+++ Excerpt +++

You'd think that construction costs would be rising in the age of the COVID-19 pandemic. Added safety measures, permit delays, and a recent lumber shortage have made it more challenging to embark on new construction projects, and with regard to the latter, a low supply has absolutely driven up wood prices.
In fact, it's not just lumber costs that are inflated. The price of raw building material costs increased by 2.2% in June due to supply-chain issues.
Still, the Turner Building Cost Index, which measures construction costs in the U.S. nonresidential building market, fell during 2020's second quarter by 1.01% compared to the year's first quarter. And this is the first time the index has fallen since 2010. That's good news for real estate investors, many of whom may have put new projects on hold earlier on in the pandemic and are now itching to move forward.
What's driving construction costs down?
Due to the ongoing health crisis and the recession it spurred, there's been less demand for new construction, and so companies that work in the industry are lowering their prices in an effort to get hired. All of that bidding is driving down costs on the whole. Furthermore, while construction firms expect sales to increase over the next half-year, they're also anticipating lower profit margins. And that's good news for investors who may be able to capitalize on low-cost construction for both residential and commercial properties.
House flippers may be in a strong position to capitalize, too. Those who flip houses for a living don't always do the work themselves, so if the cost of labor is shrinking, that means there's more opportunity to make money.
But investors still need to keep an eye on quality
Construction firms and contractors may be willing to offer their services at a lower cost due to limited demand, but that doesn't mean investors won't get what they pay for. Opting for the lowest bid on a new build could be disastrous if the construction firm in question cuts corners, uses subpar materials, or cares little about extensive delays. As such, while a dip in construction costs puts real estate investors in a great position during the latter part of 2020, they should still proceed with caution and do a thorough job of vetting builders before signing any contracts.
Another thing to keep in mind is that low profit margins put construction firms and contractors at risk of going out of business, especially when combined with the general impact of the COVID-19 crisis. Investors should, therefore, hire diligently and shouldn't be afraid to ask firms or contractors what their cash flow looks like. Engaging a company to start a job only to have that company go bankrupt mid-project is a good way to lose money -- even at a time when it seems to cost less to have a new home or building constructed.

+++

• **Exercise tasks**
A: Reproduce the passage from the construction-costs article word for word. Begin at the words "Still, the Turner" and stop after "to move forward.".
B: According to the article on construction costs, what made it more challenging to start new construction projects? List each factor it names.
Rely only on the article about construction costs to complete this work.

+++ Records provided +++

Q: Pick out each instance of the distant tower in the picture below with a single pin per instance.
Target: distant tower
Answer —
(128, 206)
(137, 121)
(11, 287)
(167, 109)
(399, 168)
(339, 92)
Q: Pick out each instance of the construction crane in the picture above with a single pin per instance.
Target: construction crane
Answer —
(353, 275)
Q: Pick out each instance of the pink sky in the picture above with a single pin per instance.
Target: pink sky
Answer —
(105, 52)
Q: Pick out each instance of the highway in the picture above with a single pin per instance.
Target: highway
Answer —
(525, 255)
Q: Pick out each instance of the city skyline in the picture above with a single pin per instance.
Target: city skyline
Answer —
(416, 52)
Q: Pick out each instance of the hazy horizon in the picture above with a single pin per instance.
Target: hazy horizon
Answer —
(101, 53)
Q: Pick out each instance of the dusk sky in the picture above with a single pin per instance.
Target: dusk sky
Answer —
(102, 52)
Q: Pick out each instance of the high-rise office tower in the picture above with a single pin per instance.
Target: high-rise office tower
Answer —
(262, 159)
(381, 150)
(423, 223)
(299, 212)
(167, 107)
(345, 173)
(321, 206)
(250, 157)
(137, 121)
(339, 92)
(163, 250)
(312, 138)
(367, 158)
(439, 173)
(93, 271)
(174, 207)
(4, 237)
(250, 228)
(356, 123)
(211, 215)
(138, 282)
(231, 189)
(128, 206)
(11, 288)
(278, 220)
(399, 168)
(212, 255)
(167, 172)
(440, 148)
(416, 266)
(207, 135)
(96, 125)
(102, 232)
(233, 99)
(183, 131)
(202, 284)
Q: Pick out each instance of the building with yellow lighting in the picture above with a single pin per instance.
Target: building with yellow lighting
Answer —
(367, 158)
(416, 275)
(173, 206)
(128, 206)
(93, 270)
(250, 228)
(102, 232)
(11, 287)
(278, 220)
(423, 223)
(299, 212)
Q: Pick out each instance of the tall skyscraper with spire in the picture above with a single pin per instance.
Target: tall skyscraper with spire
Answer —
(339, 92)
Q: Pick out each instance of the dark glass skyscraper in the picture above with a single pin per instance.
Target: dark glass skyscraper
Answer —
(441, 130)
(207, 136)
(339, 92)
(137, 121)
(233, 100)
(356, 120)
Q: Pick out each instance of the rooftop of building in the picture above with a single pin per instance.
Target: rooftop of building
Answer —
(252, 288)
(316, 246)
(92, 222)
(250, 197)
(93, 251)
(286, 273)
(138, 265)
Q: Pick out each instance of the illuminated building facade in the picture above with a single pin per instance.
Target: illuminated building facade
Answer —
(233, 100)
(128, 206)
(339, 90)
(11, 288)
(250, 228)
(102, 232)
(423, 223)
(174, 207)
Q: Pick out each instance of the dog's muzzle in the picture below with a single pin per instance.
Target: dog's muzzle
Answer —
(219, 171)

+++
+++ Records provided +++

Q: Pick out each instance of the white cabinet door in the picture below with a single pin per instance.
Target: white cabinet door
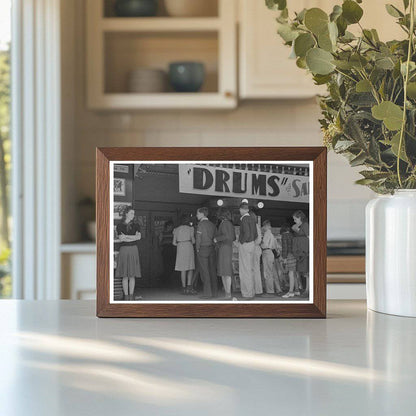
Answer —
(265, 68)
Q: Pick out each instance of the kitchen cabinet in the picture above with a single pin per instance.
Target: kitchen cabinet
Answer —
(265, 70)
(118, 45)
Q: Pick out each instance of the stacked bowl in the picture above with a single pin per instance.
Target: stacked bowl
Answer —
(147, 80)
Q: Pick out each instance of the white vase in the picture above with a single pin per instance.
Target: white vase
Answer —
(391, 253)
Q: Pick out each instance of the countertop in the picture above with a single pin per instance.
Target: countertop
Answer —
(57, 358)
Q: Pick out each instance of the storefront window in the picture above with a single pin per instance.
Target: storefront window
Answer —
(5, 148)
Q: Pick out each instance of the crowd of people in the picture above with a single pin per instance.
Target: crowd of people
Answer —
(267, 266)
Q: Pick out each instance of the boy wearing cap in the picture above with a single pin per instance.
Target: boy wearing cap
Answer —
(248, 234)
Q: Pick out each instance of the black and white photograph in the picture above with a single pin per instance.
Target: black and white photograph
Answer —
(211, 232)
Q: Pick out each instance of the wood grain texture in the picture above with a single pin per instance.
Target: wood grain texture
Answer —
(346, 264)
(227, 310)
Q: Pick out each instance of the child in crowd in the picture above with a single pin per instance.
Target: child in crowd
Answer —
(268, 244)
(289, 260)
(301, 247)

+++
+++ Records provided +++

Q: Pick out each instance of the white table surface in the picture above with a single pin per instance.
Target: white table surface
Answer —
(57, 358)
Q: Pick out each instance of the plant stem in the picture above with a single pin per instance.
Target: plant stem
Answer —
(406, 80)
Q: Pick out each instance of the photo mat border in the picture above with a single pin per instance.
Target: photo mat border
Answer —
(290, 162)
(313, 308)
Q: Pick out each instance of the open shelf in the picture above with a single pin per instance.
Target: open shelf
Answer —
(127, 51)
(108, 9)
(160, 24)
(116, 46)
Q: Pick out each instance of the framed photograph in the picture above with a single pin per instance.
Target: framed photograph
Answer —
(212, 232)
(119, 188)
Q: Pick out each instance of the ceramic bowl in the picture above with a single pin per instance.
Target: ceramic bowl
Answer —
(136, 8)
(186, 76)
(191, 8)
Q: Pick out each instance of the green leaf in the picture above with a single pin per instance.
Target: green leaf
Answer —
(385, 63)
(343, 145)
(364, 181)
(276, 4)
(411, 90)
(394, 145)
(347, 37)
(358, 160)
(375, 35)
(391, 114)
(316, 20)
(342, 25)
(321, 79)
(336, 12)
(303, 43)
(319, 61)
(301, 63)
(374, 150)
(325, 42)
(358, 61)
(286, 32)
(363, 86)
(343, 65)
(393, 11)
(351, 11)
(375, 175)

+++

• **Answers provided**
A:
Still, the Turner Building Cost Index, which measures construction costs in the U.S. nonresidential building market, fell during 2020's second quarter by 1.01% compared to the year's first quarter. And this is the first time the index has fallen since 2010. That's good news for real estate investors, many of whom may have put new projects on hold earlier on in the pandemic and are now itching to move forward.

B:
Added safety measures
Permit delays
A recent lumber shortage